▸ STUDY TEXT
2) Automatically Write the SDF

We could write results/ELN/wiki more carefully, and then automatically scrape together the SDF. Probably won't work.

OSM contributors are pretty good about including cheminformatic strings (SMILES, InChI, InChIKey) in ELN entries to allow machines to understand which molecules are being discussed on a given page. But many people do not do this, partly because it's labour-intensive. We often forget. The strings themselves contain no other relational information (e.g. "this molecule has a potency of X"), meaning even with a way to build the SDF from the strings we'd still not necessarily build a good SDF, without some pretty serious addition of metadata. The SDF, when made, can contain all the data for a given molecule. We could manually collect the data on a wiki page (e.g. here) and then write a script that creates the SDF. But the effort involved, and the risk of people doing this wrongly or badly, is significant.

3) Construct Something Else that Writes the SDF

We are not yet doing this, but perhaps we should.

Bill Mills from Mozilla Science Lab suggested an interesting solution. How about we (OSM experimental contributors) input data using a system like an online form. We input data on the molecules we're using, what we've done to make those molecules and any and all properties that pertain to those molecules. This creates a relational database that is perfectly machine readable.

The system then both i) writes ELN entries on the fly, and ii) writes the SDF.

This is neat on multiple levels. We should build a prototype "form" and test it for the creation of a typical ELN entry, i.e. whether we can auto-generate a good ELN entry without writing it ourselves. This could be a very powerful approach.

▸ PROMPT
According to the text on writing the SDF, which cheminformatic strings do OSM contributors include in ELN entries?

▸ STORED DATA
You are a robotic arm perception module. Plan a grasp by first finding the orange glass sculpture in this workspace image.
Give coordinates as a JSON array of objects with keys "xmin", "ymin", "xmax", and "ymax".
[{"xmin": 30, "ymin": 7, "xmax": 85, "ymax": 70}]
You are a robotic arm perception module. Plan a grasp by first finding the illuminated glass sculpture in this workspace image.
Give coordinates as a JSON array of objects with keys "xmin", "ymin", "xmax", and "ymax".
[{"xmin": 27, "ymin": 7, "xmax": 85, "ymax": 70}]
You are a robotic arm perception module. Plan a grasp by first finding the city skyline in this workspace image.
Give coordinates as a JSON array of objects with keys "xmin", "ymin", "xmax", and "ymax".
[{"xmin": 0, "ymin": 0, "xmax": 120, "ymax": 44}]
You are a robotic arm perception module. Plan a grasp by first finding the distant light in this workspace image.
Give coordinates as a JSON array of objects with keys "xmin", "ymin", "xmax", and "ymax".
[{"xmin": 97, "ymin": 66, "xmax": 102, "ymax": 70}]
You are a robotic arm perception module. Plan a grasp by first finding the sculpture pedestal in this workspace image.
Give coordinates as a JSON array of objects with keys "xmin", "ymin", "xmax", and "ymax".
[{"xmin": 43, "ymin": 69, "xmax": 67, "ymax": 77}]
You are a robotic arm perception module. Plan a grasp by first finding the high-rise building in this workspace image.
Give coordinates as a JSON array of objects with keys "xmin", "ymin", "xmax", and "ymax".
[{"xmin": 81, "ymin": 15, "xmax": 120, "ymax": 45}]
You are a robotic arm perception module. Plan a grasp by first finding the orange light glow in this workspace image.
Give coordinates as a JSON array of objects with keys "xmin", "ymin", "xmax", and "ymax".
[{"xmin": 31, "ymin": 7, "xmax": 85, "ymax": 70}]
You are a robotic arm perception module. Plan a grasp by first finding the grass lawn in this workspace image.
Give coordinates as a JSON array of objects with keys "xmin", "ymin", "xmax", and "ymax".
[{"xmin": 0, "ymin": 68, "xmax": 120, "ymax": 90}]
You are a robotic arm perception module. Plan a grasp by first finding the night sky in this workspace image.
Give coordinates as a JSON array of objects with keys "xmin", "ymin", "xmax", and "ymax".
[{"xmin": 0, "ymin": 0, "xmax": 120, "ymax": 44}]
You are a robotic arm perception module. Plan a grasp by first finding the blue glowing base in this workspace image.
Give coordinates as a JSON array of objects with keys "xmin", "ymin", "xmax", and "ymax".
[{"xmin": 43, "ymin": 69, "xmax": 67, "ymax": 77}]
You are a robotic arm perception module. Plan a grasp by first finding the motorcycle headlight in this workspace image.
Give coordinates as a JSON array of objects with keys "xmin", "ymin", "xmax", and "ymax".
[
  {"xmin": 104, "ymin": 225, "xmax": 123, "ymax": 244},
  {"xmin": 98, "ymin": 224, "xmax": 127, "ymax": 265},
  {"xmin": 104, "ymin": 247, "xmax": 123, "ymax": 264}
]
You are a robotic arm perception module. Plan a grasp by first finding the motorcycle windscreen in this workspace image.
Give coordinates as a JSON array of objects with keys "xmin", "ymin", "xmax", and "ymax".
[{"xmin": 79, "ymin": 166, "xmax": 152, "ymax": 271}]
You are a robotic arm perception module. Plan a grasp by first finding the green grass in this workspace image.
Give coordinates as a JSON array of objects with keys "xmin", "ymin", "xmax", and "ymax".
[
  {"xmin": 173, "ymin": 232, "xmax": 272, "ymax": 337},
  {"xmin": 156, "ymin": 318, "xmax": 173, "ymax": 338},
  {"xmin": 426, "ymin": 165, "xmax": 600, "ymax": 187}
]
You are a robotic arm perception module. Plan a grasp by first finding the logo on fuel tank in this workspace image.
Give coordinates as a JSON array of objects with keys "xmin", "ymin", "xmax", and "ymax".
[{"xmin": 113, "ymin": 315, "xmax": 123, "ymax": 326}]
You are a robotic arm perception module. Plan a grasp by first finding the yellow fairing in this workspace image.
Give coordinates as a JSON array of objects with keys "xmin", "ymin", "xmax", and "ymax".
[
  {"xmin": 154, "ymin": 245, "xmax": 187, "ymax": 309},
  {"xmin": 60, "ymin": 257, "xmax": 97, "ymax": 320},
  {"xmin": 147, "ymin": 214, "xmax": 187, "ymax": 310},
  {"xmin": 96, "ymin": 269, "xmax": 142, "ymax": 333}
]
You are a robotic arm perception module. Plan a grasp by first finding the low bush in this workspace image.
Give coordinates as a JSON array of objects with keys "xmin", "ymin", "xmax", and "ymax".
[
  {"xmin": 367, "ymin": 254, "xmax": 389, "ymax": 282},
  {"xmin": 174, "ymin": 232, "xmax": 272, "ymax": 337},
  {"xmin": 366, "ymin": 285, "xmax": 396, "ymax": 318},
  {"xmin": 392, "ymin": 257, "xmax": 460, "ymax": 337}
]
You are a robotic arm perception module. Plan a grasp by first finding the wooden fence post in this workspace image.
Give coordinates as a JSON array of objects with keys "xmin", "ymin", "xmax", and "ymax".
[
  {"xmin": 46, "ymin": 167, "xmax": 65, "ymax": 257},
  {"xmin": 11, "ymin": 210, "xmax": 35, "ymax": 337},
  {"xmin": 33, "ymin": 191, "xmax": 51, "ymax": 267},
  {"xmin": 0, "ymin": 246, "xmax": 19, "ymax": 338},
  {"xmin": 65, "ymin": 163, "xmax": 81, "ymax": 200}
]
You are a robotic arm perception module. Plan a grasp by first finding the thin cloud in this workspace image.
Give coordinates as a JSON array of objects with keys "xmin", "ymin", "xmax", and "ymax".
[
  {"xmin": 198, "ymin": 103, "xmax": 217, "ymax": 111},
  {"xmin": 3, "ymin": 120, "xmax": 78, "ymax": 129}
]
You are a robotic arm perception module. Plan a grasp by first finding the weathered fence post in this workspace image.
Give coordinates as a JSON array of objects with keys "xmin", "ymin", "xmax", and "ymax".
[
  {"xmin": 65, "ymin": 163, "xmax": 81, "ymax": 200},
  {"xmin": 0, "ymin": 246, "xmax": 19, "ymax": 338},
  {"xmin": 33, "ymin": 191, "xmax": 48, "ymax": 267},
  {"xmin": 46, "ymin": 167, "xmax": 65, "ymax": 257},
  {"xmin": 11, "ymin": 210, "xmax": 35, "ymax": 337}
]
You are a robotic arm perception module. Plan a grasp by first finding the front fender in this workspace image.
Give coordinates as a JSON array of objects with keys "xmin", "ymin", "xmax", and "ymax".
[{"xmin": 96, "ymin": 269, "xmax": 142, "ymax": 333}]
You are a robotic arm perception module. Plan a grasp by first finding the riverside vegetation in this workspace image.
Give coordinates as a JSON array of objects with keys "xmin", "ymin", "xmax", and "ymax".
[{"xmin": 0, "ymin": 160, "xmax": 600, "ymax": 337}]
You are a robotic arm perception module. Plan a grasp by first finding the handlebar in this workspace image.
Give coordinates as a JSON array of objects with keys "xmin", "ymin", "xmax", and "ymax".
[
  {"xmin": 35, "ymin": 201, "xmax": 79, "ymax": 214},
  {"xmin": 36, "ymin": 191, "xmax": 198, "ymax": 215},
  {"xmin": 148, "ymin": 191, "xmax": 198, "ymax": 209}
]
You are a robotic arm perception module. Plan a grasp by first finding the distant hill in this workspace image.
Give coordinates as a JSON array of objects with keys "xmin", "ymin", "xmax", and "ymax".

▸ YOUR SOLUTION
SMILES, InChI, and InChIKey.